> _課題 1_: 以下の画像輪郭アノテーションの行を、すべて一字一句そのまま書き写してください。画像は解答に含めないでください。

> _本文抜粋_:
::::::
飼育日記を書き込んでいると、読者の方から質問をいただくことがあります。

ダイオウグソクムシなど大きな話題になると掲載直後にさまざまな質問が立て続けに来るのですが、先日いただいた質問は少し不思議なものでした。

いえ、質問自体は不思議ではなかったのですが…

ほとんど同じタイミングで届いた別々の方(2名)からの質問はほぼ同じ内容で、ずいぶん前に掲載したオウムガイの浮力調節に関する日記に関するものでした。こちらの日記です。https://aquarium.co.jp/diary/archives/3808

【質問】は『オウムガイは海中深く潜るときに殻の隔室内に液体を満たして重量を増やし、逆に、浮上する時には、その液体を体外に捨て去って体を軽くして浮かび上がるというのが事実ではないことを知り驚きました。それでは実際はオウムガイはどのようにして浮き沈みをしているのでしょうか?そのメカニズムがとても気になります』…といった内容でした。
::::::
[画像輪郭アノテーションの項目]
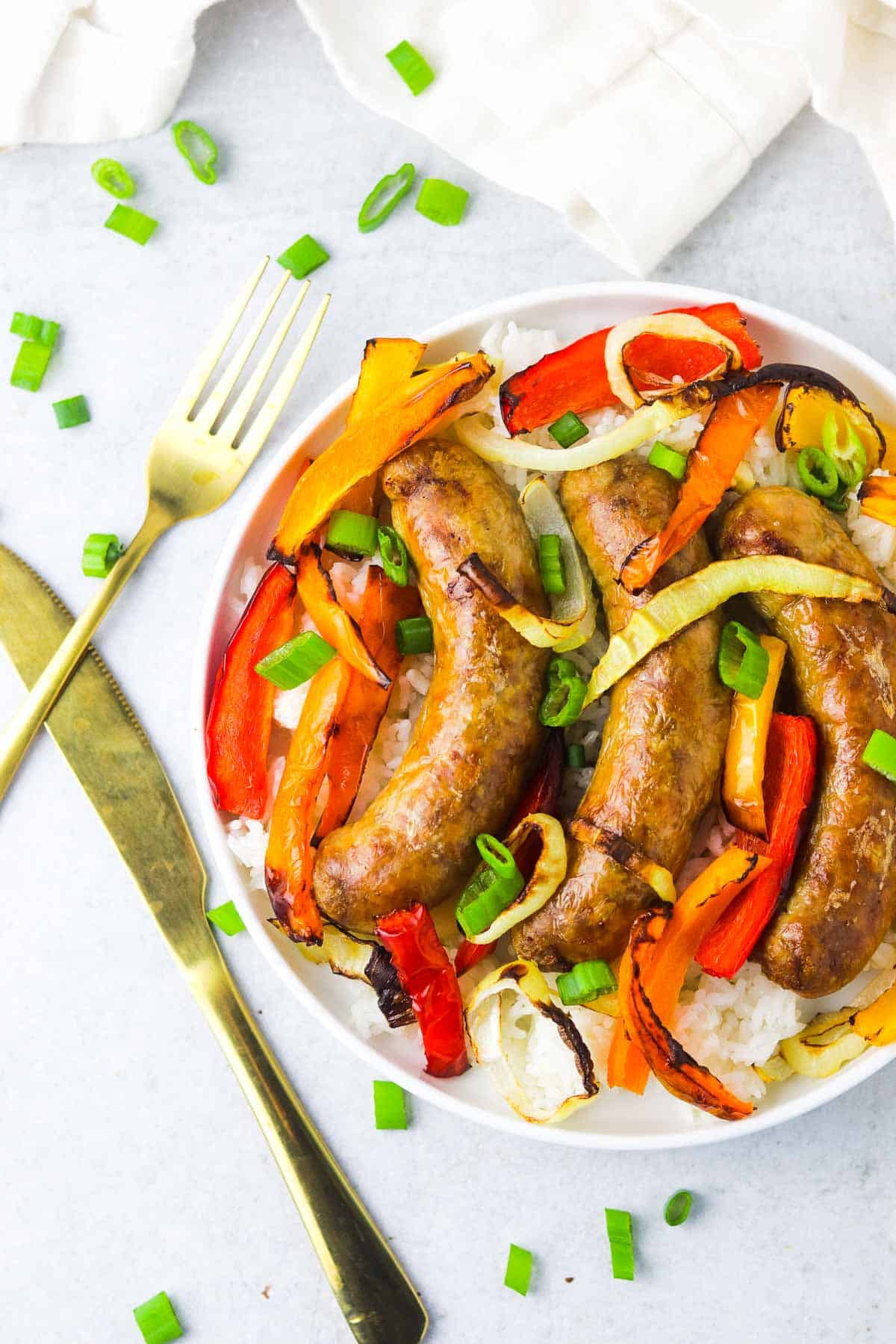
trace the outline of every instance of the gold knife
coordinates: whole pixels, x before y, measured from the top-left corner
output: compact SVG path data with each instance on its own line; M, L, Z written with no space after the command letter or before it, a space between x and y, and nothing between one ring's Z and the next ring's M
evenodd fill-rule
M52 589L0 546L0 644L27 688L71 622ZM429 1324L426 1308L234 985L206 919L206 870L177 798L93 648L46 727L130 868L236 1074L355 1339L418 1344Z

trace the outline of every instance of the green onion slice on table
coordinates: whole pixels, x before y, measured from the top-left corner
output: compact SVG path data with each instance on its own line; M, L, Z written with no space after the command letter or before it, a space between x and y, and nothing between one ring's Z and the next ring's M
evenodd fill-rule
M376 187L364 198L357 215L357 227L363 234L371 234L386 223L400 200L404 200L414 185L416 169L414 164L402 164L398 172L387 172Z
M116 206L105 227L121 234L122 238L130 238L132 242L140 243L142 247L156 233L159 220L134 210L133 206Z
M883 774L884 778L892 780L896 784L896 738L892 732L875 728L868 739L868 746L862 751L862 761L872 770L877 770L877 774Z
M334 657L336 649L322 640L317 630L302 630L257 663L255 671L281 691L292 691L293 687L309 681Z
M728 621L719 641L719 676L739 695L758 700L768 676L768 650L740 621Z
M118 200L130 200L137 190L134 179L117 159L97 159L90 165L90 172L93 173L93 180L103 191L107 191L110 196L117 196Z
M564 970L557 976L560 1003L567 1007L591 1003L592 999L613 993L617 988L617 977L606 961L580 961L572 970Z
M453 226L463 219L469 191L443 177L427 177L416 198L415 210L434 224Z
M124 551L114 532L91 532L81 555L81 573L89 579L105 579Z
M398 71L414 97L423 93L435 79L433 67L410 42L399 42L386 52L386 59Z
::::::
> _課題 2_: 本文抜粋の「ダイオウグソクムシなど大きな」から「ます』…といった内容でした。」までを、「オウムガイ」を「ノーチラス」に置き換えて書き直してください。

> _完全な解答 1_:
trace the outline of every instance of the gold knife
coordinates: whole pixels, x before y, measured from the top-left corner
output: compact SVG path data with each instance on its own line; M, L, Z written with no space after the command letter or before it, a space between x and y, and nothing between one ring's Z and the next ring's M
evenodd fill-rule
M52 589L0 546L0 644L27 688L71 622ZM429 1324L426 1308L234 985L206 919L206 870L177 798L93 648L46 727L130 868L236 1074L355 1339L418 1344Z

trace the outline of every instance of the green onion slice on table
coordinates: whole pixels, x before y, measured from the top-left corner
output: compact SVG path data with each instance on its own line; M, L, Z written with no space after the command letter or before it, a space between x and y, and nothing between one ring's Z and the next ring's M
evenodd fill-rule
M376 187L364 198L357 215L357 227L363 234L371 234L386 223L400 200L404 200L414 185L416 169L414 164L402 164L398 172L387 172Z
M116 206L105 227L121 234L122 238L130 238L132 242L140 243L142 247L156 233L159 220L134 210L133 206Z
M883 774L884 778L892 780L896 784L896 738L892 732L875 728L868 739L868 746L862 751L862 761L872 770L877 770L877 774Z
M334 657L336 649L322 640L317 630L302 630L257 663L255 671L281 691L292 691L293 687L309 681Z
M728 621L719 641L719 676L739 695L758 700L768 676L768 650L740 621Z
M118 200L130 200L137 190L134 179L117 159L97 159L90 165L90 172L93 173L93 180L103 191L107 191L110 196L117 196Z
M564 970L557 976L560 1003L567 1007L591 1003L592 999L613 993L617 988L617 977L606 961L580 961L572 970Z
M453 226L463 219L469 191L443 177L427 177L416 198L415 210L434 224Z
M124 551L114 532L91 532L81 555L81 573L89 579L105 579Z
M398 71L414 97L423 93L435 79L433 67L410 42L399 42L386 52L386 59Z

> _完全な解答 2_:
ダイオウグソクムシなど大きな話題になると掲載直後にさまざまな質問が立て続けに来るのですが、先日いただいた質問は少し不思議なものでした。

いえ、質問自体は不思議ではなかったのですが…

ほとんど同じタイミングで届いた別々の方(2名)からの質問はほぼ同じ内容で、ずいぶん前に掲載したノーチラスの浮力調節に関する日記に関するものでした。こちらの日記です。https://aquarium.co.jp/diary/archives/3808

【質問】は『ノーチラスは海中深く潜るときに殻の隔室内に液体を満たして重量を増やし、逆に、浮上する時には、その液体を体外に捨て去って体を軽くして浮かび上がるというのが事実ではないことを知り驚きました。それでは実際はノーチラスはどのようにして浮き沈みをしているのでしょうか?そのメカニズムがとても気になります』…といった内容でした。